-- Begin DATA SUPPLIED --
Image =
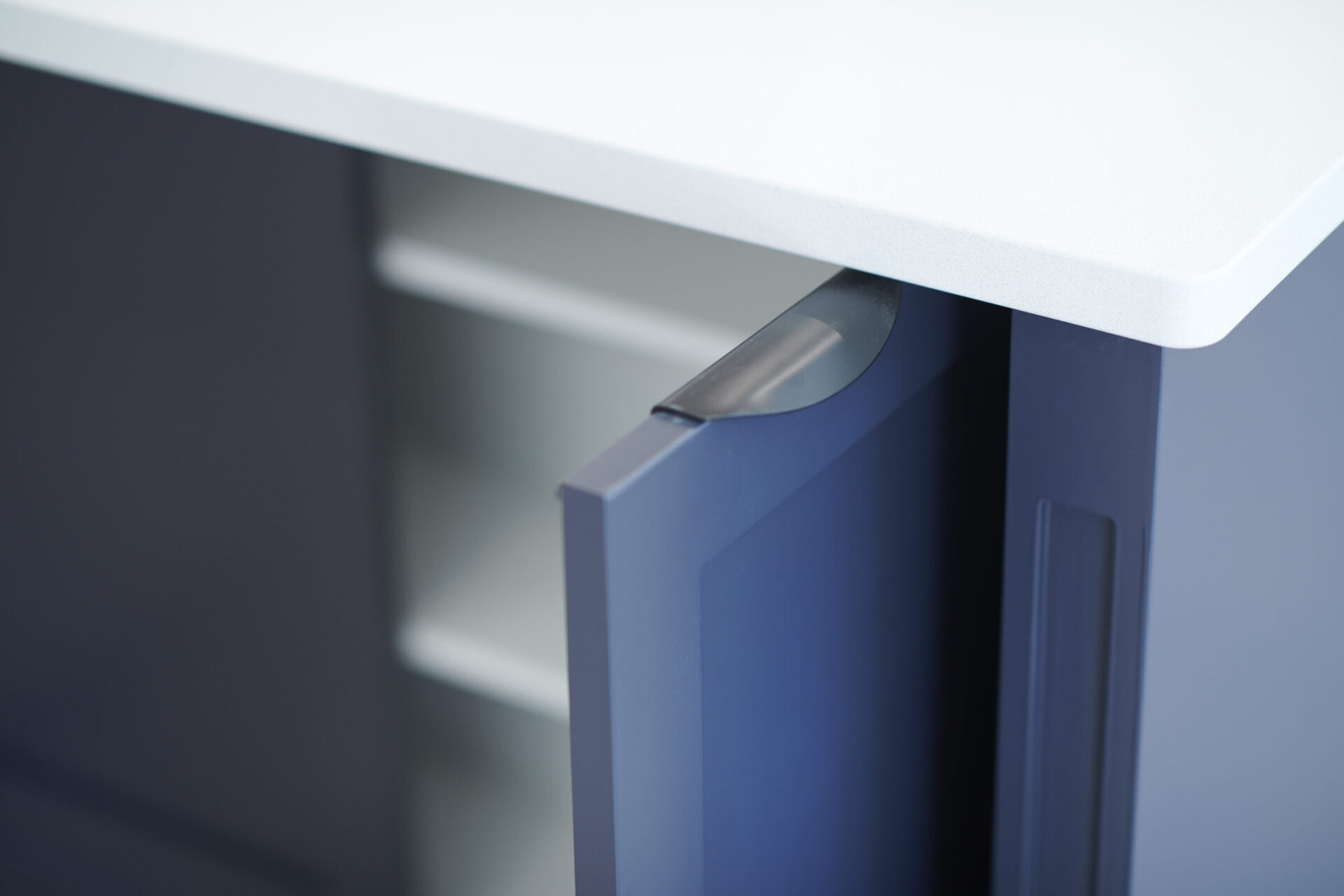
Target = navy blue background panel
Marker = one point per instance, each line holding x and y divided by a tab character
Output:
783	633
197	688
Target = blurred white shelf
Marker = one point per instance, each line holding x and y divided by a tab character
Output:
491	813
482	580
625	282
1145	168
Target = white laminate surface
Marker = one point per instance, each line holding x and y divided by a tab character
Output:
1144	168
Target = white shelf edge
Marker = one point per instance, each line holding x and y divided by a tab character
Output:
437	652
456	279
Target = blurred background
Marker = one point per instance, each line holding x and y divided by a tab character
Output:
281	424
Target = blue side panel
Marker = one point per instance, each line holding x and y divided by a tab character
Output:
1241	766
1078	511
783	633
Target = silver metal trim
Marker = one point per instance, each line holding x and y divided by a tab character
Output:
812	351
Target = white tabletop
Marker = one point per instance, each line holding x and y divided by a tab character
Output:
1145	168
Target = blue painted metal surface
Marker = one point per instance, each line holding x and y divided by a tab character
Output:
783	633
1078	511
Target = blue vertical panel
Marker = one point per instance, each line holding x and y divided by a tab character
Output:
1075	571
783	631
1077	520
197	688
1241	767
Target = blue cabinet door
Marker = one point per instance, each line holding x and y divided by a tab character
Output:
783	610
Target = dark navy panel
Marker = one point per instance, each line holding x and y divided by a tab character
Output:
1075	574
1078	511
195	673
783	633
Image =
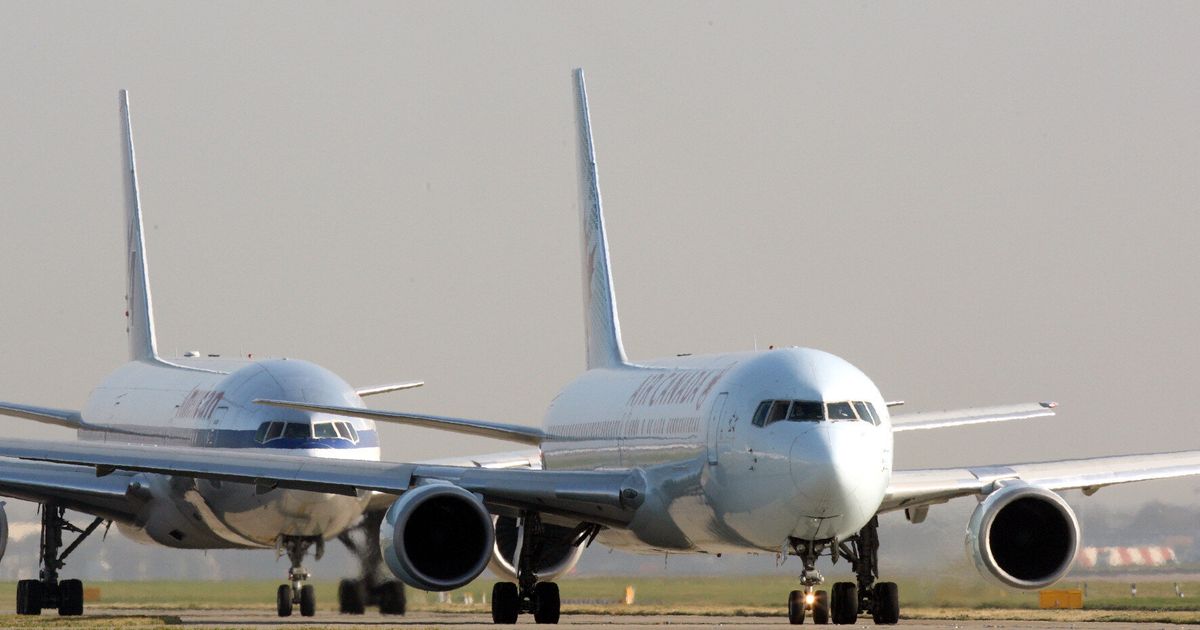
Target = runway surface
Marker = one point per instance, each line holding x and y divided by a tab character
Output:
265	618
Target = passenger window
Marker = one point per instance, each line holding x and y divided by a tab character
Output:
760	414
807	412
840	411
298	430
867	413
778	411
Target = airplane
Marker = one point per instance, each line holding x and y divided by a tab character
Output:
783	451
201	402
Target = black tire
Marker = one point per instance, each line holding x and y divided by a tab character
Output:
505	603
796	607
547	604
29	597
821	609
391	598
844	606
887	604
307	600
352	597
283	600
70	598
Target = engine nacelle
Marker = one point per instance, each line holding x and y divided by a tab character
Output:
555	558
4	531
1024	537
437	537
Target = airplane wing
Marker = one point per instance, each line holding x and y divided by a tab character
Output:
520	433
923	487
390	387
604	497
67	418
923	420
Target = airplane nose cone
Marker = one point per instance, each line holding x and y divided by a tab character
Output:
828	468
-- End DATA SUPPLIED --
### OBJECTIVE
Write out the listing above exactly as it stands, pictures excluded.

### EXPECTED OUTPUT
Image =
Target = navy blue background panel
Marker = one point per instance, each line holding x and y divided by a tab character
Output:
783	633
197	688
Target = blurred white shelf
Marker = one point per instance, each line holding x and y divided by a tab character
Output:
491	813
482	580
625	282
1145	168
Target = white laminate surface
Marker = one point per instance, each line holding x and y divided by a tab character
Output:
1144	168
Target = white shelf edge
Marker = one point per instance, each line holding x and y divided by a tab character
Output:
437	652
456	279
Target = blurred background
Marker = one point per instance, each line holding x and y divided by a tab character
Output:
281	424
Target = blue side panel
Marker = one point per instance, each line holding x and y divided by a tab character
Output:
1241	766
1078	511
783	633
Target = silver metal trim
Marker = one point per instance, each line holding x and y divided by a tab character
Output:
812	351
Target = white tabletop
Marker = one point per instance, each line holding x and y divided by a tab character
Output:
1145	168
Target = blue painted metal surface
Marker = one point per instance, each line holding x and y divided by a tab character
Output:
783	633
1078	511
Target = blue vertical panel
Marker = one point per instance, each line holding x and y divided by a tab character
Output:
1075	571
783	631
1077	520
197	688
1241	767
Target = blue cabinet door
Marker = one point per instance, each line holding x and y divided by a tab character
Output:
783	610
Target = dark navy panel
Marker = one point per instance, each line holding x and y divided by a tab character
Output:
1075	574
1078	511
195	673
783	633
Image =
Target = runway surface
Marker = one point per instance, each line holding x and y divided by a tab character
Output:
265	618
Target = passenger window
Marker = one point per instance, each line holding x and y divided by a tab character
Output:
760	414
807	412
840	411
298	430
867	413
778	411
Target = airplane
Marker = one point per instance, each line holding x and y divided by a tab character
Output:
783	451
201	402
Target = black tire
Marker = one point per instance, each line holding x and y divided by a tab character
Output:
505	603
796	607
547	604
29	597
821	609
391	598
844	606
887	604
307	600
352	597
283	600
70	598
Target = engine nacelle
Marker = one point per instance, each line holding x and y divided by a tab character
Output:
555	558
4	531
1024	537
437	537
Target = airplane wing
Marker = one point per instance, each line holding x and y divided by a tab character
Output:
520	433
923	487
390	387
604	497
67	418
923	420
Target = airplane nose cone
Marker = one point per instance, each line holding x and y divided by a tab character
Output:
828	468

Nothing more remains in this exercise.